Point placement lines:
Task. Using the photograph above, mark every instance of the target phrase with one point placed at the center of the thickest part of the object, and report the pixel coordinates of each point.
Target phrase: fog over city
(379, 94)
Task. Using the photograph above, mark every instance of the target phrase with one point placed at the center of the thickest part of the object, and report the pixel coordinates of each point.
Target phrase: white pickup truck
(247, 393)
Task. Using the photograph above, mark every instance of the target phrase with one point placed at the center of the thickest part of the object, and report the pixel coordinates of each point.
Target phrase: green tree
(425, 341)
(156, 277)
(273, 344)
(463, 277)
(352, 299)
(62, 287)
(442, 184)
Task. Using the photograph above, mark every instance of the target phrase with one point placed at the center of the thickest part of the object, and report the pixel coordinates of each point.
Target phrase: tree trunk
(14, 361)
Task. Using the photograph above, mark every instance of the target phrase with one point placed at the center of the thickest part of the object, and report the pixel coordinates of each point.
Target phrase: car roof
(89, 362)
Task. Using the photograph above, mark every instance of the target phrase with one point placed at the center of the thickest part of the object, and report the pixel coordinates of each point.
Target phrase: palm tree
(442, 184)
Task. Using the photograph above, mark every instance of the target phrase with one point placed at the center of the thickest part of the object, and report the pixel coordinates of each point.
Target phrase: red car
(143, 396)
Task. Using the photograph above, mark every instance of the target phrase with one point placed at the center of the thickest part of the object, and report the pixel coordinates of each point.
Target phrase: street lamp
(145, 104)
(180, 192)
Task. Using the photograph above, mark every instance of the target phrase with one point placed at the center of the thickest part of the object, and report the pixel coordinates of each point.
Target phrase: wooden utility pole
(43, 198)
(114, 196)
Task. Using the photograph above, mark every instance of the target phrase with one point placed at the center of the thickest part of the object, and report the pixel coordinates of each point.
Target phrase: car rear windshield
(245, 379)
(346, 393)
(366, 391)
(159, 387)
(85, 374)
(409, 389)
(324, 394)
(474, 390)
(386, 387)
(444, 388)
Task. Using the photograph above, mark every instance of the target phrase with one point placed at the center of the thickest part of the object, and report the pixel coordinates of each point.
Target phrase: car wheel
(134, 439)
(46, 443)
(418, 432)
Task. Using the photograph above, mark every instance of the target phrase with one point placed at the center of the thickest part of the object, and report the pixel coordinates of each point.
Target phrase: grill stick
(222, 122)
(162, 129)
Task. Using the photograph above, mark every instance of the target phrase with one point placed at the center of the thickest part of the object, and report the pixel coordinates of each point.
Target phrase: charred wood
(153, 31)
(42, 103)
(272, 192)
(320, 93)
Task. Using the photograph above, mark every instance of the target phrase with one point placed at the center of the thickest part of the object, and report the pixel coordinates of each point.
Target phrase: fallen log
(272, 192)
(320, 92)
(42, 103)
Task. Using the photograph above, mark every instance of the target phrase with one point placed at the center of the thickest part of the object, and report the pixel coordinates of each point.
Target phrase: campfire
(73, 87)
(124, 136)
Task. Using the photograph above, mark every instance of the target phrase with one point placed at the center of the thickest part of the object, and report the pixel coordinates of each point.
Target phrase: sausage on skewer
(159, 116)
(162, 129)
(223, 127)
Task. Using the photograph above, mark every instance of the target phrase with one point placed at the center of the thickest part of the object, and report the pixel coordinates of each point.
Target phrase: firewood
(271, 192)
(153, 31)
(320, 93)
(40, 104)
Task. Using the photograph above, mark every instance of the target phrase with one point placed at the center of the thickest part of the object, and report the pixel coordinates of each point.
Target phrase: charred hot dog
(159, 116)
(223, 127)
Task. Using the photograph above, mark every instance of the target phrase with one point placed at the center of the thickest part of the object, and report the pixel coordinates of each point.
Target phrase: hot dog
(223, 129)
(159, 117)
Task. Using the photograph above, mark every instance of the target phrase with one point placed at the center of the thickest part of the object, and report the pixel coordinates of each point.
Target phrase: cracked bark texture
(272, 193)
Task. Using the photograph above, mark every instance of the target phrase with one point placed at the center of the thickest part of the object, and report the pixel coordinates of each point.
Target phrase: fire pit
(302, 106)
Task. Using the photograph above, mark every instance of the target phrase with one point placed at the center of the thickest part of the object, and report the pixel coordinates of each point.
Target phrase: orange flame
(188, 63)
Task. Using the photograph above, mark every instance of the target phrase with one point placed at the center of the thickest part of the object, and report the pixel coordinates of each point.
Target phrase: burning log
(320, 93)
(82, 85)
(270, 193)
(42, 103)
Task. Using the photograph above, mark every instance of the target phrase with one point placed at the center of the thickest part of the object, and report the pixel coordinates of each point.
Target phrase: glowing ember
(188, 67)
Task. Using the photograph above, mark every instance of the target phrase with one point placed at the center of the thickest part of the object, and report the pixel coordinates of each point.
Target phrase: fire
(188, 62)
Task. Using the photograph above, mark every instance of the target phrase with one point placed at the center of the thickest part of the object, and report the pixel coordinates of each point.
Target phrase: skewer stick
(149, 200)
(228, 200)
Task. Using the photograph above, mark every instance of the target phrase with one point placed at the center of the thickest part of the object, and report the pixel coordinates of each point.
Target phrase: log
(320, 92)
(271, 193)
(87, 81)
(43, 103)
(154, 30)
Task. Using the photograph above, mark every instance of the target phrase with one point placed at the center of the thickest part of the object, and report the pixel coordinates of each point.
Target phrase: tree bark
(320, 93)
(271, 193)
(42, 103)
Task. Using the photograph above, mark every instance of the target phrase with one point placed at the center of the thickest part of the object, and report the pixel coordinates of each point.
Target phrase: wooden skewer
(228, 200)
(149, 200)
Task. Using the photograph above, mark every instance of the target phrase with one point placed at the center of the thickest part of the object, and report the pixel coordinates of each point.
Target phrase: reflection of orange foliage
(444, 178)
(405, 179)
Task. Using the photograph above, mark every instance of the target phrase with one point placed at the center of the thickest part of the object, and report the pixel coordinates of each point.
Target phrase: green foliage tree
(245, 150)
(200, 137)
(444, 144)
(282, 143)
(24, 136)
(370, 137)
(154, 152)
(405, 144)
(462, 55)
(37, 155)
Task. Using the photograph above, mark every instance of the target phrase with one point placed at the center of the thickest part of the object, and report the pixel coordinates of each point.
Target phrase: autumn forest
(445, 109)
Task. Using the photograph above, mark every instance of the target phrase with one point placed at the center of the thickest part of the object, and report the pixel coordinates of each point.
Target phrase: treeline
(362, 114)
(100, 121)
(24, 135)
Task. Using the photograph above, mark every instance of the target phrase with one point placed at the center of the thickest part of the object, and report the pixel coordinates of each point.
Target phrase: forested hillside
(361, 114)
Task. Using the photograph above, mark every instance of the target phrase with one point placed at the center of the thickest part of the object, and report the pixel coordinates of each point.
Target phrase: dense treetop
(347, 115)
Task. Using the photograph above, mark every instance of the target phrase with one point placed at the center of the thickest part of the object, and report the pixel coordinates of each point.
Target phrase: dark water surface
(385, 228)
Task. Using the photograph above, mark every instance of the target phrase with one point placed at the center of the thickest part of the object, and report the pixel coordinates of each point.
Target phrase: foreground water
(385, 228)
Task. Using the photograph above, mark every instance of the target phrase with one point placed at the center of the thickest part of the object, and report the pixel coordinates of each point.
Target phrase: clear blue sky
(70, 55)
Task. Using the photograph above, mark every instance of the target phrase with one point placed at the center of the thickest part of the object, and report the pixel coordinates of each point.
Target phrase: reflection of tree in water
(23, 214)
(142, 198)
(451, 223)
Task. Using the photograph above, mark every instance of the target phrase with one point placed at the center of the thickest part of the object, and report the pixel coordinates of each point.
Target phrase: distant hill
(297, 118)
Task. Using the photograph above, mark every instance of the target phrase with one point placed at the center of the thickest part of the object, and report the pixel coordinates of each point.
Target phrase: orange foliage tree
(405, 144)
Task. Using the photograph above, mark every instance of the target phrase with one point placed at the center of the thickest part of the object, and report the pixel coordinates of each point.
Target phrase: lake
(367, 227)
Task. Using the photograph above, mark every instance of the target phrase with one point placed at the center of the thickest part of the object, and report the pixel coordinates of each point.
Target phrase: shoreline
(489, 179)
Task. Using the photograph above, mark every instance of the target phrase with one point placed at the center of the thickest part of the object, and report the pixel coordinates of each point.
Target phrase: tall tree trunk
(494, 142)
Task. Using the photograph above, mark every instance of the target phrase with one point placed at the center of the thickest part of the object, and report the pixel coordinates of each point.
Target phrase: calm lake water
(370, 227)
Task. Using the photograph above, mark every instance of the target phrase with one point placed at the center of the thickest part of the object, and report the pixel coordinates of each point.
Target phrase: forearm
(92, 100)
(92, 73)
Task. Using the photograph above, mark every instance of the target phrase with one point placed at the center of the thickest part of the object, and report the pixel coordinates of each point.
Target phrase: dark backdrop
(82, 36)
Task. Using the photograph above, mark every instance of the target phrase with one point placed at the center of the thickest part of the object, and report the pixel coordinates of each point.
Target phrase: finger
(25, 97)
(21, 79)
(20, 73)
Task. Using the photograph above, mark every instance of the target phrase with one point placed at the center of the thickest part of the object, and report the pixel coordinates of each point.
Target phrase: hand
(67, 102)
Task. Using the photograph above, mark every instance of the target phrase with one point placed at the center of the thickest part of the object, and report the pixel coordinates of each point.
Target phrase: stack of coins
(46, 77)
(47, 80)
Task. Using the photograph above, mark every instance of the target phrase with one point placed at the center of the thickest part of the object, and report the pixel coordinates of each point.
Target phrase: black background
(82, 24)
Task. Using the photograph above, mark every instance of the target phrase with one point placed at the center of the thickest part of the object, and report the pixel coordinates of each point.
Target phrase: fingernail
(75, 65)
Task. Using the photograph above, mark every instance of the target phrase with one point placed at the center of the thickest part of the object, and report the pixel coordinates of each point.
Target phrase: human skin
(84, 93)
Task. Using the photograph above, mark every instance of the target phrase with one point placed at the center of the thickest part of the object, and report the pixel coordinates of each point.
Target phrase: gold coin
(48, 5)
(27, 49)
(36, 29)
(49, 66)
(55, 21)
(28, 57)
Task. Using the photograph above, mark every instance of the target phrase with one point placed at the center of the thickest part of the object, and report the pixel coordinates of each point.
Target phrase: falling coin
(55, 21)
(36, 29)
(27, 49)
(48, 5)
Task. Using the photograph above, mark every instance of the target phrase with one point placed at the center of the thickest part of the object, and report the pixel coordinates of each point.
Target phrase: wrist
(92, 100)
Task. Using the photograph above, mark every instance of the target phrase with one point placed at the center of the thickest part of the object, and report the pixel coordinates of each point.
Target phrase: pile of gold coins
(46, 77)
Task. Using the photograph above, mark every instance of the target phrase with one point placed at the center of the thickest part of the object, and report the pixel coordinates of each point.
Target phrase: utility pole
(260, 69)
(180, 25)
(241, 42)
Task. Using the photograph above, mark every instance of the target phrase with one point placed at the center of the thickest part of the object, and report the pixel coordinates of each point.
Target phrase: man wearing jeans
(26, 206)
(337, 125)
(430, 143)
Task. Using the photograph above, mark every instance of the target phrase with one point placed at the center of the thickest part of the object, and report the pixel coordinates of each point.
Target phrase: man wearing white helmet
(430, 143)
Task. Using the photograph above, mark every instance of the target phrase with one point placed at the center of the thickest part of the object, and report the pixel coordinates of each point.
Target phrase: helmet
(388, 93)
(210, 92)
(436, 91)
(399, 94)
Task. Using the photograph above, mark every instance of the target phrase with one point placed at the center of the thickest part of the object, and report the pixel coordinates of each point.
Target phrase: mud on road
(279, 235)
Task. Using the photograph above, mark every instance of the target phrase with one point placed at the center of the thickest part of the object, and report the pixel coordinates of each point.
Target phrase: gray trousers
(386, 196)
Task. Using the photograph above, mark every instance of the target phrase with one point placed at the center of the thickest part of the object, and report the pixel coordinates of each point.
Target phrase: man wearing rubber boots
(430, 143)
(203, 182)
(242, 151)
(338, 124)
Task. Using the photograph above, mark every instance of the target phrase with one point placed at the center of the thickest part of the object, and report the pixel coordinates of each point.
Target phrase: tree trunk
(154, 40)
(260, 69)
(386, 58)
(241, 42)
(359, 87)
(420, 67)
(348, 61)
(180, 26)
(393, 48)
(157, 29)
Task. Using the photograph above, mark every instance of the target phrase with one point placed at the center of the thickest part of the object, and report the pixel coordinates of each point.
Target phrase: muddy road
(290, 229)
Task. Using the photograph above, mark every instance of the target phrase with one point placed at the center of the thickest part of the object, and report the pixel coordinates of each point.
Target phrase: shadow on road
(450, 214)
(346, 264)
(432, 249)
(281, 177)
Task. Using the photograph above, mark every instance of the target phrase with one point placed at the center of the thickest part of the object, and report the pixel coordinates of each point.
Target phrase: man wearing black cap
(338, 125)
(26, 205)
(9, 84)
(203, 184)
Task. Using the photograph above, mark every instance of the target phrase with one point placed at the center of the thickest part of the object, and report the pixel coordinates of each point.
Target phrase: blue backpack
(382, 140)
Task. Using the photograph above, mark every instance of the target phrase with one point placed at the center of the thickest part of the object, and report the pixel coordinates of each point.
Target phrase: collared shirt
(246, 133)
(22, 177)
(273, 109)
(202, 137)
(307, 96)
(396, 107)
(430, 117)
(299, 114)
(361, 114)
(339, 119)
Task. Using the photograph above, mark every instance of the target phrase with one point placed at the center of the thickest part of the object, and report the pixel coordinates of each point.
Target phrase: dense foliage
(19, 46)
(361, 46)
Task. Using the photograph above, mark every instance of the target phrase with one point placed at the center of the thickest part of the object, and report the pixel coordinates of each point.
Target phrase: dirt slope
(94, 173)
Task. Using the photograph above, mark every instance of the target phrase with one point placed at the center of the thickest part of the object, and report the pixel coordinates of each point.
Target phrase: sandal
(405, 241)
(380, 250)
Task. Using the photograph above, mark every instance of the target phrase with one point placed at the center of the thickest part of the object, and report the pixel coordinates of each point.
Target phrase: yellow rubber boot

▶ **Short problem**: Filter the lines above, keeping only those that contain the string "lake", and treat uppercase and lowercase letters as distinct. Copy each kept line.

▶ **Solution**:
Target phrase: lake
Target phrase: calm lake water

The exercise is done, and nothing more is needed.